Please edit the records below by replacing every "Query" with "Label" and leaving everything else unchanged.

───── Data supplied ─────

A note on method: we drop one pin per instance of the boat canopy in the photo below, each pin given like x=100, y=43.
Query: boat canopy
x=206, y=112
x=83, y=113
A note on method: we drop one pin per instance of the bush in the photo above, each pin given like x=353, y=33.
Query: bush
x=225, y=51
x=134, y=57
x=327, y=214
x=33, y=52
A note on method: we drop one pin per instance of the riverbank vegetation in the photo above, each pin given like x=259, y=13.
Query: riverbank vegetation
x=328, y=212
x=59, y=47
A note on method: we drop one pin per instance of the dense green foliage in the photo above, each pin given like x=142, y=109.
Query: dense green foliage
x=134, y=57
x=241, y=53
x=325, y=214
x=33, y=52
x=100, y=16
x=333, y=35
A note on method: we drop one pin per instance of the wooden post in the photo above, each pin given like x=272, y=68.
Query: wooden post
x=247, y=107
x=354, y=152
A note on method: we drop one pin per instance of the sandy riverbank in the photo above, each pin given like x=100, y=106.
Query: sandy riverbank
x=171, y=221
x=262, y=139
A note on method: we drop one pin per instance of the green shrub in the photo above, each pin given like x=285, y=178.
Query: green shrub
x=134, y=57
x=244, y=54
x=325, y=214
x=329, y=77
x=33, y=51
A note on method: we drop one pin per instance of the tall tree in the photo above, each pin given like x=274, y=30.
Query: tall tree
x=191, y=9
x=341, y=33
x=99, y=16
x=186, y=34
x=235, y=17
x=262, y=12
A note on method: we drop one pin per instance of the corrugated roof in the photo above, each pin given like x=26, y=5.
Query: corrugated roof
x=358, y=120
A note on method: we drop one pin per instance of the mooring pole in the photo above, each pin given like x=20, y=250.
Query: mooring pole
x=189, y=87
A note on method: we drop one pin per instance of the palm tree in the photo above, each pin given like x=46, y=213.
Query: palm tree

─────

**Answer to this task**
A note on method: we drop one pin per instance of the boat canopy in the photo below, each pin given like x=100, y=43.
Label: boat canopy
x=206, y=112
x=83, y=113
A note on method: we drop one pin per instance of the bush in the photo above, each pin given like x=353, y=33.
Label: bush
x=225, y=51
x=134, y=57
x=327, y=214
x=33, y=52
A note on method: we drop one pin per instance of the riverbank vegetation in the photo above, each pin given like x=259, y=13.
Label: riverbank vegetation
x=328, y=212
x=59, y=47
A note on method: we drop one pin per instance of the dense green foliage in the photo above, each pin given like x=142, y=109.
Label: dense green foliage
x=134, y=57
x=241, y=53
x=325, y=214
x=33, y=52
x=100, y=16
x=333, y=35
A note on method: we drop one pin per instance of the wooden post in the photo above, each pin given like x=272, y=68.
Label: wooden post
x=247, y=107
x=354, y=152
A note on method: we drop one pin per instance of the sandy riverbank in the photo above, each pin given like x=100, y=106.
Label: sandy riverbank
x=171, y=221
x=262, y=139
A note on method: we drop one pin per instance of the green shrub in the photo above, each pin given like x=285, y=178.
Label: green shrub
x=134, y=57
x=244, y=54
x=325, y=214
x=329, y=77
x=33, y=51
A note on method: we drop one pin per instance of the tall tree in the photo above, each pin given like x=274, y=30.
Label: tall tree
x=191, y=9
x=341, y=33
x=99, y=16
x=186, y=34
x=235, y=17
x=262, y=12
A note on method: we drop one pin per instance of the corrugated roof in the photo above, each pin given like x=26, y=5.
Label: corrugated roof
x=358, y=120
A note on method: we drop one pin per instance of the mooring pole in the photo above, each pin given like x=20, y=250.
Label: mooring pole
x=189, y=87
A note on method: we drop one pin per instance of the palm tree in the photo above, each pin given like x=46, y=213.
Label: palm tree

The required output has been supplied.